#### Ejercicios:
(a) Según el fragmento sobre el discipulado, ¿cuánto tiempo antes de Su muerte afirmó Jesucristo su rostro para ir a Jerusalén?
(b) Indica si cada afirmación concuerda con el fragmento sobre el discipulado y cita las palabras que lo deciden.
(i) Pedro testificó de la divinidad de Jesucristo en Cesarea de Filipo.
(ii) Solo hombres acompañaban a Jesús en el viaje a Jerusalén.
(iii) El libro de Mateo ofrece el relato más detallado de ese viaje.

#### Fragmento del documento:
Las enseñanzas del Salvador sobre el discipulado
En el relato de Lucas sobre el último viaje de Jesucristo a Jerusalén, vemos que el Salvador nos da un modelo claro de cómo seguirlo.
Cuatro meses antes de Su muerte, “cuando se cumplió el tiempo en que había de ser recibido arriba, él afirmó su rostro para ir a Jerusalén” (Lucas 9:51)1. Durante las semanas previas, Jesucristo había preparado minuciosamente a Sus discípulos para las dificultades y los acontecimientos espirituales trascendentales que les esperaban.
Por ejemplo, inmediatamente después de que Pedro testificó de la divinidad de Jesucristo en Cesarea de Filipo, el Salvador les habló por primera vez de Su inminente muerte y resurrección en términos claros e inconfundibles (véanse Mateo 16:13–21; Marcos 8:27–31; Lucas 9:18–22)2. Además, llevó consigo a Pedro, a Santiago y a Juan a “un monte alto” y allí “se transfiguró delante de ellos” (Mateo 17:1–2). Allí, el Salvador, Moisés y Elías confirieron llaves del sacerdocio a Pedro, Santiago y Juan; y también allí, Moisés y Elías ofrecieron consuelo y sostén a Jesús mientras “hablaban de [Su] partida, la cual había de cumplirse en Jerusalén” (véase Lucas 9:31)3. El élder James E. Talmage (1862–1933), del Quórum de los Doce Apóstoles, se refirió a esa experiencia en el monte como “el principio del fin” del ministerio terrenal de Jesucristo4.
Esos acontecimientos indican que cuando Jesucristo “afirmó su rostro para ir a Jerusalén”, sabía claramente que estaba comenzando la jornada que iba a culminar en Su muerte. El libro de Lucas, que proporciona el relato más detallado sobre ese viaje, registra que cuando el Salvador “pasaba por las ciudades y aldeas, enseñando y caminando hacia Jerusalén” (Lucas 13:22), una multitud de discípulos —tanto hombres como mujeres— iba con Él (véase Lucas 11:27)5. Mientras caminaban juntos, Jesús instruía a Sus seguidores sobre las exigencias del discipulado. Al estudiar Sus enseñanzas en el contexto de ese viaje, llegamos a apreciar mejor la forma en que el Salvador reforzó Sus instrucciones sobre el discipulado con el poder de Su ejemplo.
Tres formas de responder al mandato de Jesucristo de seguirlo
Poco antes de comenzar Su recorrido final hacia Jerusalén, el Salvador dijo: “Si alguno quiere venir en pos de mí, niéguese a sí mismo, y tome su cruz cada día y sígame” (Lucas 9:23). Más adelante, mientras Él y sus discípulos se encaminaban a Jerusalén, “uno le dijo por el camino: Señor, te seguiré adondequiera que fueres” (Lucas 9:57). El Salvador le respondió, diciendo: “…el Hijo del Hombre no tiene dónde recostar la cabeza” (Lucas 9:58), queriendo decir quizás que “la vida fue muy difícil para Él”, como comentó una vez el élder Jeffrey R. Holland, del Quórum de los Doce Apóstoles, y que “muchas veces lo [será] también” para los que escojan seguirlo6.

#### Sección de datos:
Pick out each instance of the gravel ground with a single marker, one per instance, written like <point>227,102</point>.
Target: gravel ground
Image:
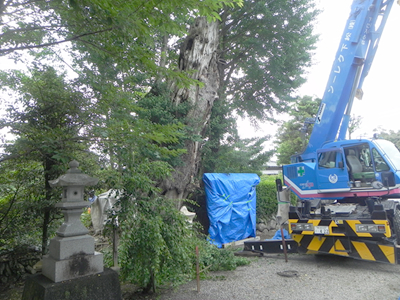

#### Soluciones:
(a) Cuatro meses antes de Su muerte.

(b)
(i) Sí: "Pedro testificó de la divinidad de Jesucristo en Cesarea de Filipo".
(ii) No: "una multitud de discípulos —tanto hombres como mujeres— iba con Él".
(iii) No: "El libro de Lucas, que proporciona el relato más detallado sobre ese viaje".